▶ [REQUIRED TASK]: Reproduce word for word the stretch of the passage on ad hoc excuses from "And if those" through "repeat as needed.".

▶ [DOCUMENT TEXT]:
That's right. Why accept defeat when your entire worldview rests upon an admittedly unproven assertion about the existence of things which must be believed in without evidence and against all evidence? Since the gods you believe in are made up, why not also just make up reasons why contrary evidence can be explained away?

And if those reasons to dismiss the evidence are themselves debunked, you can just improvise either new reasons to dismiss the contrary evidence or reasons to dismiss the contrary evidence against your made up reasons to dismiss the evidence.

And so on... and so on... repeat as needed.

The great thing about this approach is you can just pull reasons to dismiss the contrary evidence out of your ass, even improvising them on the spot.

There's no need to worry about providing any evidence for your improvised ad hocs. All you have to do is say, "It coulda happened".

It doesn't matter that the ad hocs are extremely unlikely. They need only be remotely plausible. And if they're not, you can just improvise more ad hocs to make the proposed ad hocs plausible.

And you can smugly grin to yourself as the skeptic must now do the legwork to fact check your improvised bullcrap. And when he/she comes back with evidence against your ad hocs, just make more up. Then watch them scurry about playing wack-a-mole.

Eventually, you "win" when the skeptic gets tired and goes home. Since it's logically impossible to prove a negative, you're guaranteed to be able to churn out more ad hocs than the skeptic can possibly disprove.

Monte Python demonstrates the effectiveness of this technique.





"He's dead"
"No, the parrot is resting" (ad hoc)
"OK, if he's resting, I'll wake him up" (evidence against ad hoc)
"He's stunned. You stunned him as he was waking up." (ad hoc to cover ad hoc)
"Maybe he's pining for the fjords." (a new ad hoc)
"The Norwegian Blue prefers to mourn on its back" (ad hoc to cover ad hoc)
"Well, of course he was nailed there..."

▶ [EXTRACTED RECORDS]:
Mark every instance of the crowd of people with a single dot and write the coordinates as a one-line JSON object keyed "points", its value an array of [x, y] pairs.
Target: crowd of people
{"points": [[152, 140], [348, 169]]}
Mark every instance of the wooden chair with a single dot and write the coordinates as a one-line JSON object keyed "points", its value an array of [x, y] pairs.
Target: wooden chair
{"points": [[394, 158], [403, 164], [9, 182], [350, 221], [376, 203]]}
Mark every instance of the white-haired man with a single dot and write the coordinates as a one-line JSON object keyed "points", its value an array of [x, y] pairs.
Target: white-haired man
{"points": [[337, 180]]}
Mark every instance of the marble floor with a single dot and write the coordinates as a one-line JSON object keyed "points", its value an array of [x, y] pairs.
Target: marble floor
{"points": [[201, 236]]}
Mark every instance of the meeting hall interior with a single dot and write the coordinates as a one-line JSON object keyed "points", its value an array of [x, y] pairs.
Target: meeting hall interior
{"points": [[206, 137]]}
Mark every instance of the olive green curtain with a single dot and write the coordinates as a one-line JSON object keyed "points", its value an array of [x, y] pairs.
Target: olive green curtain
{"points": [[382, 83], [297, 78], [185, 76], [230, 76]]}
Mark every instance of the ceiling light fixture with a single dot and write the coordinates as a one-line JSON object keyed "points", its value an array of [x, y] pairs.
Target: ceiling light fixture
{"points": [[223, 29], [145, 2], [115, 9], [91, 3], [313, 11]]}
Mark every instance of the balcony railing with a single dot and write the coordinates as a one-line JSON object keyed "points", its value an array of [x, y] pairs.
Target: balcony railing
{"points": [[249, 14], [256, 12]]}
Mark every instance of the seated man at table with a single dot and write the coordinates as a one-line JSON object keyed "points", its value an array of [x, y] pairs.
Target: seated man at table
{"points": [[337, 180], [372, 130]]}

▶ [THE ANSWER]:
And if those reasons to dismiss the evidence are themselves debunked, you can just improvise either new reasons to dismiss the contrary evidence or reasons to dismiss the contrary evidence against your made up reasons to dismiss the evidence.

And so on... and so on... repeat as needed.